▸ Request
Please reproduce every one of the items below word for word, leaving the pictures out of your answer.

▸ Dataset content
========================
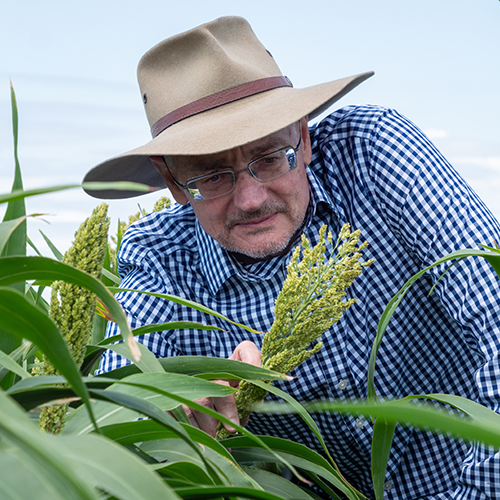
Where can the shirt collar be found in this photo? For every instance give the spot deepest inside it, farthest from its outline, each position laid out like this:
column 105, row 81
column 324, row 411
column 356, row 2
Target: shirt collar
column 217, row 266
========================
▸ Written solution
Where can the shirt collar be found in this photo? For every instance give the spot deepest inside it, farthest from its outline, each position laid out like this:
column 105, row 81
column 324, row 411
column 356, row 2
Target: shirt collar
column 217, row 266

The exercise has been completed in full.